* _Material supplied_:
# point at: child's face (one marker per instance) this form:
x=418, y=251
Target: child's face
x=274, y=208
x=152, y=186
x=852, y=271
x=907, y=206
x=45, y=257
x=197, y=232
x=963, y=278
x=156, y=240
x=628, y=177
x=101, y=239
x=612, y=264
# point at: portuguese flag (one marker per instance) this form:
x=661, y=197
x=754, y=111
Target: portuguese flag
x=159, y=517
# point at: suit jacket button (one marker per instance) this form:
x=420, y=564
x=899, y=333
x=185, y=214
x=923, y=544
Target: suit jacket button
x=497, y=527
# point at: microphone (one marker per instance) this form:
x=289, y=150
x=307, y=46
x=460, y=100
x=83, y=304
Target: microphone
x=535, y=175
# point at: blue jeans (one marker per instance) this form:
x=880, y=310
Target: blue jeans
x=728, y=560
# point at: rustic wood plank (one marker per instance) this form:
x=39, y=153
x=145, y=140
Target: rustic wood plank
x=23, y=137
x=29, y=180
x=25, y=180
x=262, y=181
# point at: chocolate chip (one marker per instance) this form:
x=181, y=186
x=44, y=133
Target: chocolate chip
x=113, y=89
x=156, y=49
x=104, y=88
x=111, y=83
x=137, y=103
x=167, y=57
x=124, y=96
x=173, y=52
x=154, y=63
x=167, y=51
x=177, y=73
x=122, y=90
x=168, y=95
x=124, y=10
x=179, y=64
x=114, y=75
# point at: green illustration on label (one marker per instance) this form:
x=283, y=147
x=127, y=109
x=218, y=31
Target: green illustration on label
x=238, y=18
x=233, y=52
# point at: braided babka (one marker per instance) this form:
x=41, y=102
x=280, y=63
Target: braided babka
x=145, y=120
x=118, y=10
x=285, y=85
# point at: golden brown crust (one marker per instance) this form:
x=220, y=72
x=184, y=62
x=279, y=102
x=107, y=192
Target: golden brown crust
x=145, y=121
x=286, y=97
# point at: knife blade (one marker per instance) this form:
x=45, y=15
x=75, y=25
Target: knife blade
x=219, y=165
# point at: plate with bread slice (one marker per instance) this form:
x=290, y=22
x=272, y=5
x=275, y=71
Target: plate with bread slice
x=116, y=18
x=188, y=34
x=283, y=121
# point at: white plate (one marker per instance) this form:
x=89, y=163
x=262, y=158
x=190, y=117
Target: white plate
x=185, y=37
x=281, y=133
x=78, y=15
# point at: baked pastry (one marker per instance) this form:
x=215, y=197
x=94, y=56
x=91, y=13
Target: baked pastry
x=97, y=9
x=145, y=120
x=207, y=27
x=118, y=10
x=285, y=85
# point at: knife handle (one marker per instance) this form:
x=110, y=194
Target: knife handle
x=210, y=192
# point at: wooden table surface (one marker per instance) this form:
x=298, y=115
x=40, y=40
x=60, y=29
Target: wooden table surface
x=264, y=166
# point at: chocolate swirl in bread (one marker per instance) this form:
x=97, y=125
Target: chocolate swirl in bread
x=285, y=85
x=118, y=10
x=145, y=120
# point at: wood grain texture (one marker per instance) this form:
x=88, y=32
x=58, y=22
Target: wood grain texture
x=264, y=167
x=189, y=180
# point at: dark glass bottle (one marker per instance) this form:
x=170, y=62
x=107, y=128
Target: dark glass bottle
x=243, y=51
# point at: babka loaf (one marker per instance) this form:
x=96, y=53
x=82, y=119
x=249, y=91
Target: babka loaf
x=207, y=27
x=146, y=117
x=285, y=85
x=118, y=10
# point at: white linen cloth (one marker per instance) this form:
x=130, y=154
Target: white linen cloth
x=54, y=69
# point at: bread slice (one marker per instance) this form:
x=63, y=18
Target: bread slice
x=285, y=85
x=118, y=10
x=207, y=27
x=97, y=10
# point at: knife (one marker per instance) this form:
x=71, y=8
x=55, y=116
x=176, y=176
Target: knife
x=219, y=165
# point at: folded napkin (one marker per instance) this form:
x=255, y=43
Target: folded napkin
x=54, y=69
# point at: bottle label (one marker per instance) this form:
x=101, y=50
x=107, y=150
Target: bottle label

* _Required task_: Reproduce all the lines above, substituting "coat button" for "suit jacket button" wherever it occurs and leaving everything else unchanged.

* _Worked answer_:
# point at: child's face (one marker per instance) this form:
x=418, y=251
Target: child's face
x=274, y=208
x=152, y=186
x=852, y=271
x=907, y=206
x=45, y=257
x=197, y=232
x=963, y=278
x=156, y=240
x=628, y=177
x=101, y=239
x=612, y=264
# point at: portuguese flag (one marker per instance) this form:
x=661, y=197
x=754, y=111
Target: portuguese flag
x=159, y=517
# point at: coat button (one marker per instance) this form:
x=420, y=564
x=899, y=333
x=185, y=214
x=923, y=544
Target: coat button
x=497, y=527
# point at: microphone (one marker per instance) this form:
x=289, y=150
x=307, y=46
x=460, y=100
x=83, y=304
Target: microphone
x=535, y=175
# point at: blue jeans (one marker per instance) this form:
x=880, y=310
Target: blue jeans
x=728, y=560
# point at: rustic wood plank (one marker per instance) this form:
x=39, y=153
x=145, y=140
Target: rustic wood plank
x=23, y=137
x=29, y=180
x=25, y=180
x=262, y=181
# point at: chocolate chip (one marker per instance) this form:
x=181, y=186
x=44, y=133
Target: chocolate chip
x=113, y=89
x=156, y=49
x=104, y=88
x=111, y=83
x=137, y=103
x=167, y=57
x=124, y=96
x=173, y=52
x=154, y=63
x=167, y=51
x=177, y=73
x=122, y=90
x=168, y=95
x=124, y=10
x=179, y=64
x=114, y=75
# point at: green illustration on label (one marker per instance) this form:
x=283, y=147
x=127, y=109
x=218, y=31
Target: green illustration on label
x=238, y=18
x=233, y=52
# point at: braided babka (one marker per instance) this form:
x=41, y=102
x=280, y=63
Target: braided babka
x=145, y=120
x=118, y=10
x=285, y=85
# point at: golden brown crust (one marker per instance) this form:
x=220, y=72
x=184, y=62
x=279, y=102
x=107, y=192
Target: golden brown crust
x=145, y=121
x=286, y=97
# point at: knife blade (one marker per instance) this form:
x=45, y=15
x=75, y=25
Target: knife blade
x=219, y=165
# point at: plate with bread slice (one marker per instance) this form:
x=290, y=22
x=272, y=5
x=275, y=71
Target: plate with bread slice
x=116, y=18
x=188, y=34
x=283, y=121
# point at: white plate (one marker per instance) this form:
x=89, y=163
x=262, y=158
x=190, y=117
Target: white plate
x=185, y=37
x=281, y=133
x=78, y=15
# point at: baked pastry (one marker per instance) this form:
x=215, y=197
x=94, y=56
x=91, y=13
Target: baked pastry
x=97, y=9
x=145, y=120
x=207, y=27
x=118, y=10
x=285, y=85
# point at: knife handle (one marker per instance) this form:
x=110, y=194
Target: knife handle
x=210, y=192
# point at: wooden table surface (one marker per instance) this form:
x=298, y=115
x=40, y=40
x=60, y=29
Target: wooden table surface
x=264, y=166
# point at: chocolate swirl in bread (one marker per instance) this form:
x=97, y=125
Target: chocolate swirl in bread
x=285, y=85
x=118, y=10
x=145, y=120
# point at: wood grain texture (one marker per instance) this form:
x=88, y=32
x=58, y=22
Target: wood grain texture
x=264, y=167
x=189, y=180
# point at: dark glass bottle (one marker per instance) this form:
x=170, y=62
x=107, y=128
Target: dark glass bottle
x=243, y=51
# point at: babka loaf (one marker per instance) this form:
x=96, y=53
x=82, y=119
x=249, y=91
Target: babka loaf
x=207, y=27
x=146, y=117
x=285, y=85
x=118, y=10
# point at: white linen cloth (one marker per instance) this form:
x=130, y=154
Target: white linen cloth
x=54, y=69
# point at: bread slice (one marker per instance) this form:
x=63, y=18
Target: bread slice
x=285, y=85
x=118, y=10
x=207, y=27
x=97, y=10
# point at: knife (one marker per instance) this form:
x=71, y=8
x=55, y=116
x=176, y=176
Target: knife
x=219, y=165
# point at: folded napkin (one marker per instance) this form:
x=255, y=43
Target: folded napkin
x=54, y=69
# point at: bottle label (one marker per instance) this form:
x=101, y=50
x=107, y=150
Target: bottle label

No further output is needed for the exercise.